• Aim of the exercise
Find each line in the rows below that contains the word "smaller", and copy those lines out.

• Raw records
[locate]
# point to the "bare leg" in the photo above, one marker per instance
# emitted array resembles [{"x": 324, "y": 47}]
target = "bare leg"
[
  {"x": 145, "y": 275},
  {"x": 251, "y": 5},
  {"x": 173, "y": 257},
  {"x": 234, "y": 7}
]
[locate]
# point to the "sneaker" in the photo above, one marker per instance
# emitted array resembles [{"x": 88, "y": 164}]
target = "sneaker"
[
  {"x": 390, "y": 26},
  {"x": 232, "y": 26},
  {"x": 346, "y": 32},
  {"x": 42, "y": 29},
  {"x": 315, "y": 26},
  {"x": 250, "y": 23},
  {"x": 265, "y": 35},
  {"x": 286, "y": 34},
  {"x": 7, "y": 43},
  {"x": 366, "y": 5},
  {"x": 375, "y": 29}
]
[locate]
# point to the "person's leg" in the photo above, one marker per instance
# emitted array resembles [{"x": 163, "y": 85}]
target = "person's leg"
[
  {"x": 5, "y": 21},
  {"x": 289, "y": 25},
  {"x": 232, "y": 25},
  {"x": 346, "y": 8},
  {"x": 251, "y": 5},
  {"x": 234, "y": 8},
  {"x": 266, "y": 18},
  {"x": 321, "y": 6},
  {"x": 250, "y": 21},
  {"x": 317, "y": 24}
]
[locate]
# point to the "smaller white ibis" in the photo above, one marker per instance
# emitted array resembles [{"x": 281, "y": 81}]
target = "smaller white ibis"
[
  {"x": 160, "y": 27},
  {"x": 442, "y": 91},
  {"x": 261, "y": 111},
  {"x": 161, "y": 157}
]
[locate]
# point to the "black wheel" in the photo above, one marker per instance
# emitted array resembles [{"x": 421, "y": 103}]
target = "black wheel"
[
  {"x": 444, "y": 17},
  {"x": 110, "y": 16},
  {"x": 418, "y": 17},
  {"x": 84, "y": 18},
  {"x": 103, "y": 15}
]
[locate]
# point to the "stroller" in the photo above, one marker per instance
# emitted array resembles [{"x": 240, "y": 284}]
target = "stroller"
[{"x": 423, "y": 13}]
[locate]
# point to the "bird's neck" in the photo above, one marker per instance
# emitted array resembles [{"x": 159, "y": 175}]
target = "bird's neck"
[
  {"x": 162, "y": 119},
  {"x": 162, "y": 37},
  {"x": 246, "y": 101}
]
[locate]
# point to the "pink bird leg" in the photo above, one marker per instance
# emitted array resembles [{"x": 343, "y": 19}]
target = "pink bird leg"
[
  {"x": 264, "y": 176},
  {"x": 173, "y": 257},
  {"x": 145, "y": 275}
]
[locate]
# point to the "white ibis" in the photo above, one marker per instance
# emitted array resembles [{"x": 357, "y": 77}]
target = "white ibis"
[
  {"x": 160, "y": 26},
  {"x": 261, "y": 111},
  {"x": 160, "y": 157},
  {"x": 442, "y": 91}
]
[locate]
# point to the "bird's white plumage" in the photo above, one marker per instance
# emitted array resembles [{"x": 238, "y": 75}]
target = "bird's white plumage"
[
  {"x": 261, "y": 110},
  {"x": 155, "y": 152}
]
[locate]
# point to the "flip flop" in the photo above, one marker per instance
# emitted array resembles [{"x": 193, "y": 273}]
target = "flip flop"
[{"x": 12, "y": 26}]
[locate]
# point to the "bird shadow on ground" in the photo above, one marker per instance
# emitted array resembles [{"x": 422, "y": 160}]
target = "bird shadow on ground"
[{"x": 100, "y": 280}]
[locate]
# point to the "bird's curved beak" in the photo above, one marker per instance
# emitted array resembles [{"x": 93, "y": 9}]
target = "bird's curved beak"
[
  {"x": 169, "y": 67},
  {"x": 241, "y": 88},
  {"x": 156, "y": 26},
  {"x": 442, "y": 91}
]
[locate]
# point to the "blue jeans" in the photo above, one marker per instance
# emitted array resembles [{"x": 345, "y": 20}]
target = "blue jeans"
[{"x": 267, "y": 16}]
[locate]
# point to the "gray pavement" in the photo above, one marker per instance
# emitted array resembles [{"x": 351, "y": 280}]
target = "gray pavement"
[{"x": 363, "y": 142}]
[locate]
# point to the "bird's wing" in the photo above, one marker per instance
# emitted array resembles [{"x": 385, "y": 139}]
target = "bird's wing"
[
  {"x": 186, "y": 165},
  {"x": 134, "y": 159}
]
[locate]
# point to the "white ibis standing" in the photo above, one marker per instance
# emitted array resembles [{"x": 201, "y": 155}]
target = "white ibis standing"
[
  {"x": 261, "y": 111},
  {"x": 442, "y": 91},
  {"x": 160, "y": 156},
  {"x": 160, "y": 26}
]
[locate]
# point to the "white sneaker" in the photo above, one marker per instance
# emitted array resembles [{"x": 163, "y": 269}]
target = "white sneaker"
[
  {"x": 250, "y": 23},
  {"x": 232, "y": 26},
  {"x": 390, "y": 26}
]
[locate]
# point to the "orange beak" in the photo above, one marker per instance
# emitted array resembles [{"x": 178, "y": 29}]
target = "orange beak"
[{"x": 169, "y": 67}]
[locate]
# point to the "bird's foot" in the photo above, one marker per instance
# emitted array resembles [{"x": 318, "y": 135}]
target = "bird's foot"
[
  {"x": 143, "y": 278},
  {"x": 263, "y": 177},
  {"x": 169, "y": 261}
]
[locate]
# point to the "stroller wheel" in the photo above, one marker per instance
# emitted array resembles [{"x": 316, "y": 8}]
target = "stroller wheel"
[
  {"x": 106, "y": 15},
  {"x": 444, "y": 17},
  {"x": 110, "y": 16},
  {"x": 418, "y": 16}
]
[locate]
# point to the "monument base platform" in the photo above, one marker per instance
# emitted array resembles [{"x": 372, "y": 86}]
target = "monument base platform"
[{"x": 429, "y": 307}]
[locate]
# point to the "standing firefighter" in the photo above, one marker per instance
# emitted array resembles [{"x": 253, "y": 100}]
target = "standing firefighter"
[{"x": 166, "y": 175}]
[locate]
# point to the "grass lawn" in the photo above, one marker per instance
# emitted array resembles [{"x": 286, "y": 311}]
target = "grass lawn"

• Completed exercise
# point to the "smaller white ibis" in the photo above, one marker per instance
target = "smaller white ibis"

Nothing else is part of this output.